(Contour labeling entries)
-- begin --
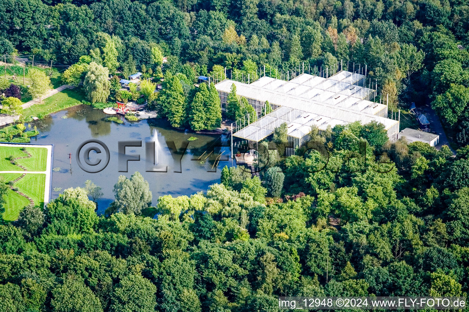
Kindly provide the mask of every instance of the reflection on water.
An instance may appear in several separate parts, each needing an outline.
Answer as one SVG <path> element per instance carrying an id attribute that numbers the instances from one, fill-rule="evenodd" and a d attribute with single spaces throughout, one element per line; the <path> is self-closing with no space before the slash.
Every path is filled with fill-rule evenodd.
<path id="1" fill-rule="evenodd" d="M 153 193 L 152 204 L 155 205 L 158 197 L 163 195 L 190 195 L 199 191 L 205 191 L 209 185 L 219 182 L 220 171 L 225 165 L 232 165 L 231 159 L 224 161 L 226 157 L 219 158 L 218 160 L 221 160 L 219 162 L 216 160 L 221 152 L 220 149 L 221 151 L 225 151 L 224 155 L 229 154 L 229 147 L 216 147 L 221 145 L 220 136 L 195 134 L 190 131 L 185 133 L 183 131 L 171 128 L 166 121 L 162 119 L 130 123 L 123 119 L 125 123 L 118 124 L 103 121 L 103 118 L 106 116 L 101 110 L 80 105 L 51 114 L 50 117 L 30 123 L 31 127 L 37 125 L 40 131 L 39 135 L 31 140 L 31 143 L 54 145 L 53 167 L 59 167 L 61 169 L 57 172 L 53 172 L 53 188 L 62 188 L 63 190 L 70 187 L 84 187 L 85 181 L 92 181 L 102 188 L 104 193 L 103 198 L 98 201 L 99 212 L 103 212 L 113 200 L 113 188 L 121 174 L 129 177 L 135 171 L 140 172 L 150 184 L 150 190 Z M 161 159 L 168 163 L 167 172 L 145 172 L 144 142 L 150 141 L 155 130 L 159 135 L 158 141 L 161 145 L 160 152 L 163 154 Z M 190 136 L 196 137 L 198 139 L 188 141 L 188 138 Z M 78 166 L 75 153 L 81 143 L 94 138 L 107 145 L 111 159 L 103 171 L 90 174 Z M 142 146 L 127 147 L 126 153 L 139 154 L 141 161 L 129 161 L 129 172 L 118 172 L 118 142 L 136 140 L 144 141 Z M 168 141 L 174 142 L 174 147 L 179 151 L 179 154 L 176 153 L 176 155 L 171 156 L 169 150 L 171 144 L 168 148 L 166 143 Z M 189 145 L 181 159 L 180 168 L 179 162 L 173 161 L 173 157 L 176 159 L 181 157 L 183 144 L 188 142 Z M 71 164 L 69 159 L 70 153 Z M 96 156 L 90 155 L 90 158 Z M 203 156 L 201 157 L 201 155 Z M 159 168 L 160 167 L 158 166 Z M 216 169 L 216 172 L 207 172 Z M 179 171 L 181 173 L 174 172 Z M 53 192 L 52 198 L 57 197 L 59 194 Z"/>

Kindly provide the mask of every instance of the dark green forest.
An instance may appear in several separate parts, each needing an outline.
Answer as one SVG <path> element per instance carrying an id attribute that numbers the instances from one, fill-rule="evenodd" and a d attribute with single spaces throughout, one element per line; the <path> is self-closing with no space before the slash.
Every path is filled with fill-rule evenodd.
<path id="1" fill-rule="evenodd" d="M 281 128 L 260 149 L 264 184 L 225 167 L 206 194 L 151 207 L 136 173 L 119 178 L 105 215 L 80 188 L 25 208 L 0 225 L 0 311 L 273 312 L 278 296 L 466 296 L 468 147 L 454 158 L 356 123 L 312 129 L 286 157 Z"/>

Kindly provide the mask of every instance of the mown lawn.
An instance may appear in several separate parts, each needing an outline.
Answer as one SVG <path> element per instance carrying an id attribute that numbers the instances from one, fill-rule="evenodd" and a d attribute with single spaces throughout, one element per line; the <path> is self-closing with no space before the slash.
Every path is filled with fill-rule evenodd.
-- end --
## Job:
Locate each line in the items above that contains the word "Kindly", and copy those lines out in full.

## Output below:
Kindly provide the mask of every instance of the reflection on water.
Kindly provide the mask of every instance of the dark green forest.
Kindly provide the mask of every instance of the mown lawn.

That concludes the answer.